Find every line in the records below that holds the word "oval" and copy it.

----

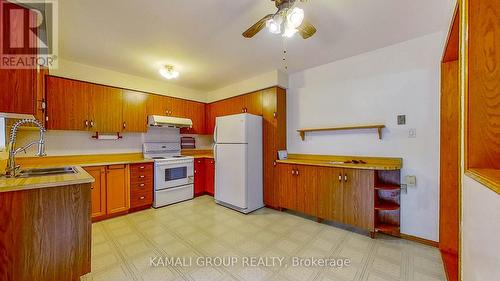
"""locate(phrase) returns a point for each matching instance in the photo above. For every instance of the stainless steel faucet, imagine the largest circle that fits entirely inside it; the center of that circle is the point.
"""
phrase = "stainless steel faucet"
(12, 169)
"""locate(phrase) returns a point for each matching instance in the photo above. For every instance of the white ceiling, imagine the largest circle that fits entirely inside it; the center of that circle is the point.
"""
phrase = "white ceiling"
(202, 38)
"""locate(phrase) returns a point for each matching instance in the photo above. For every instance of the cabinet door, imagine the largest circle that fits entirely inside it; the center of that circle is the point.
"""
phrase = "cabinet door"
(196, 112)
(288, 186)
(135, 115)
(358, 189)
(210, 176)
(329, 186)
(67, 104)
(253, 103)
(98, 190)
(105, 109)
(199, 176)
(306, 189)
(118, 189)
(158, 105)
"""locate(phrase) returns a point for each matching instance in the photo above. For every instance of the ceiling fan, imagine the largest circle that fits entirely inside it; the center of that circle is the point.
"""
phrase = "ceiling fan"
(287, 21)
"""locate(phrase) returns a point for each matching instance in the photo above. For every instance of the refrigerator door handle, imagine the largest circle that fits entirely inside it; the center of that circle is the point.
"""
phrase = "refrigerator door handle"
(215, 133)
(215, 152)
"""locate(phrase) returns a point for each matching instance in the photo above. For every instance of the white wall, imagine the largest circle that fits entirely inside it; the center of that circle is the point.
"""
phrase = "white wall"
(266, 80)
(74, 70)
(480, 232)
(81, 143)
(374, 88)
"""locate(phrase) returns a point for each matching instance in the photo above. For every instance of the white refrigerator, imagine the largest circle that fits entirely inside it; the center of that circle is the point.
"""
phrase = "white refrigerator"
(238, 162)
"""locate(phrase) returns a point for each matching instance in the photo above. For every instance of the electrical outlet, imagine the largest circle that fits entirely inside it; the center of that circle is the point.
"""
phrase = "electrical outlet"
(401, 119)
(411, 180)
(412, 133)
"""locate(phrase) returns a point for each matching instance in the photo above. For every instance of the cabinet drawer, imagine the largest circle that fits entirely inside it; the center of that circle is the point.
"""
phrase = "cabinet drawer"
(141, 186)
(141, 168)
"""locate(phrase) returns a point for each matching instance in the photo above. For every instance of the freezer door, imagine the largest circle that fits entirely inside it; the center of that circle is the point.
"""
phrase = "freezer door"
(231, 174)
(231, 129)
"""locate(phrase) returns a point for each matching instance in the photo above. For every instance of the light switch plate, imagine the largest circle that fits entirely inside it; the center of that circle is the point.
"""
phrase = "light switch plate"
(412, 133)
(401, 119)
(411, 180)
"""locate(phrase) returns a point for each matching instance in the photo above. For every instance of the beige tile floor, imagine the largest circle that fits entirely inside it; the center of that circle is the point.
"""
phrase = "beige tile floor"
(122, 247)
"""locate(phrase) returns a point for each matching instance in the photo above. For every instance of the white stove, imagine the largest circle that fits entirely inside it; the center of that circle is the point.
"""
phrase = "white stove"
(174, 173)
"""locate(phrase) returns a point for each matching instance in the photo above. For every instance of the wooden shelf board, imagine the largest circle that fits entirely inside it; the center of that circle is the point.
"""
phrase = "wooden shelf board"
(391, 187)
(379, 128)
(389, 228)
(386, 206)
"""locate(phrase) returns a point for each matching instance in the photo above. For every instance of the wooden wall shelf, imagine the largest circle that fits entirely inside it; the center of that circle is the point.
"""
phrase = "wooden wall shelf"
(379, 128)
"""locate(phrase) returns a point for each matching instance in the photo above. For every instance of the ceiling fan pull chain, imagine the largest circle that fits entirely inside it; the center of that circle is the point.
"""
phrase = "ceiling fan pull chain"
(285, 55)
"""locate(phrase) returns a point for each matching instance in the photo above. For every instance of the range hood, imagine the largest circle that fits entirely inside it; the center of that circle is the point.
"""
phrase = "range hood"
(169, 122)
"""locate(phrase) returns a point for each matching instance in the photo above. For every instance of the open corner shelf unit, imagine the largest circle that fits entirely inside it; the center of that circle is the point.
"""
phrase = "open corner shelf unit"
(379, 128)
(387, 199)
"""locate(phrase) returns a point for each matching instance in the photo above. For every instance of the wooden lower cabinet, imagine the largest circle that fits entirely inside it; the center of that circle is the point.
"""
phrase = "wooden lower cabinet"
(98, 190)
(341, 195)
(210, 176)
(204, 175)
(110, 191)
(358, 194)
(330, 194)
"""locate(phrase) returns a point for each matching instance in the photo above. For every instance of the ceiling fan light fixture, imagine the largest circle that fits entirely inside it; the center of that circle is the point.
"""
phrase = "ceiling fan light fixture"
(169, 72)
(274, 25)
(289, 32)
(295, 17)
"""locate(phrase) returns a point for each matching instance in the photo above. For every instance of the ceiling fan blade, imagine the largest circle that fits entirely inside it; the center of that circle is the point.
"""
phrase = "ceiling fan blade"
(254, 29)
(306, 29)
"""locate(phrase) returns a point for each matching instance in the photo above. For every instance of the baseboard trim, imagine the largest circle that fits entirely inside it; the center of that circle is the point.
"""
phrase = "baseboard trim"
(420, 240)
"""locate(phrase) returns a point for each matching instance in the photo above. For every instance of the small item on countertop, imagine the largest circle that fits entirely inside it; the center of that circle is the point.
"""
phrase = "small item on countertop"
(188, 143)
(282, 154)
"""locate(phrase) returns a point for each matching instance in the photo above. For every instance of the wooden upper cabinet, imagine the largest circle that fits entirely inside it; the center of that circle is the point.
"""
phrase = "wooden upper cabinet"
(158, 105)
(67, 104)
(76, 105)
(118, 189)
(196, 112)
(135, 114)
(105, 109)
(98, 190)
(253, 103)
(358, 198)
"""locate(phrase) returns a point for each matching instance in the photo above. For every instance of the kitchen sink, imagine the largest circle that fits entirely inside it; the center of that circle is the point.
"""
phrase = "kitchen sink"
(28, 173)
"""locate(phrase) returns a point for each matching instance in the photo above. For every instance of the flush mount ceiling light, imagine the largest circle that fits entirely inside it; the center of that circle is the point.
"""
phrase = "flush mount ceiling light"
(169, 72)
(287, 21)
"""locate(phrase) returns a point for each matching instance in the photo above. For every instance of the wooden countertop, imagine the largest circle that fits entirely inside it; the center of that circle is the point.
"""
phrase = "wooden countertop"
(19, 184)
(372, 163)
(198, 153)
(82, 160)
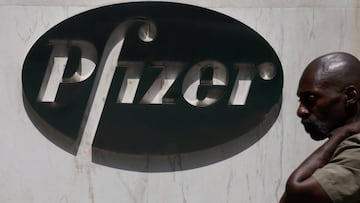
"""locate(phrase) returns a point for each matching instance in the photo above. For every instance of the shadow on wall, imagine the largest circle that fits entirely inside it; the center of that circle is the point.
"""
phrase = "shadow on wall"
(162, 163)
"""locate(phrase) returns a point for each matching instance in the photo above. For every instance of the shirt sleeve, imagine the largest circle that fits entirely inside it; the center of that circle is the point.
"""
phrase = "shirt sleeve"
(340, 178)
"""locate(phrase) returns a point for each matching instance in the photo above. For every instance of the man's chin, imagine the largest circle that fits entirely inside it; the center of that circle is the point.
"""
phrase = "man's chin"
(318, 136)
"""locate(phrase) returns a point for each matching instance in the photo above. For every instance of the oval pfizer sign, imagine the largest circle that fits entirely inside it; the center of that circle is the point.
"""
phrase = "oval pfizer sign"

----

• _SOLUTION TO THIS EXERCISE_:
"""locate(phrase) returns a point for each matching instance in the photo above. For every instance of the oval pfizer sign, imagine the largest circle that fits entirely inside it; the center of that circle is the point.
phrase = "oval pfizer sign"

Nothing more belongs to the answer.